Update the listing from the line with "Target: pink cosmos flower" through the end, replacing "instance" with "occurrence" and leaving everything else unchanged.

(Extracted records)
● ● ● ● ● ● ●
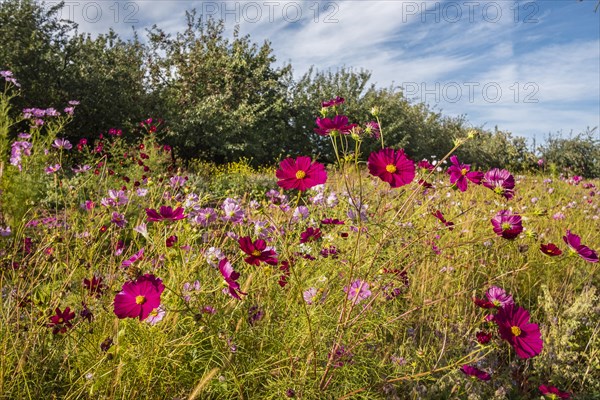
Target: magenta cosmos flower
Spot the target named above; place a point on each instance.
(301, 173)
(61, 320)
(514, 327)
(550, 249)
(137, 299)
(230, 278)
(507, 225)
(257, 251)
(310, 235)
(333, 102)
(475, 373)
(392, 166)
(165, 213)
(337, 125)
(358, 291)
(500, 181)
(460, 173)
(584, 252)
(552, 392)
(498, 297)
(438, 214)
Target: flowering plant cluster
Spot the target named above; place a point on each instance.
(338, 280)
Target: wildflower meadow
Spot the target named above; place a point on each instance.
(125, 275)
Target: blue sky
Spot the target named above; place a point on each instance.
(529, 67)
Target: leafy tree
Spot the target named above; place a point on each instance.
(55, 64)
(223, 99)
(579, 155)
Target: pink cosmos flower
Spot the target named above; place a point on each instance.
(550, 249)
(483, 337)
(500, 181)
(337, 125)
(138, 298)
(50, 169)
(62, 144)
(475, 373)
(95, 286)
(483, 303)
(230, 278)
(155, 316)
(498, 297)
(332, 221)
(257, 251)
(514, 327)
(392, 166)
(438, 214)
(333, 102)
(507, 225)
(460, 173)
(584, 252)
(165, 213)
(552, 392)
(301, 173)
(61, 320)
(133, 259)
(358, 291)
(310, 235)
● ● ● ● ● ● ●
> Final answer:
Target: pink cosmos flower
Spot the target named above; place a point on each occurrence.
(550, 249)
(483, 337)
(500, 181)
(337, 125)
(138, 298)
(50, 169)
(62, 144)
(475, 373)
(95, 286)
(483, 303)
(230, 278)
(155, 316)
(498, 297)
(332, 221)
(257, 251)
(514, 327)
(392, 166)
(438, 214)
(333, 102)
(507, 225)
(460, 173)
(584, 252)
(165, 213)
(552, 392)
(301, 173)
(61, 320)
(133, 259)
(358, 291)
(310, 235)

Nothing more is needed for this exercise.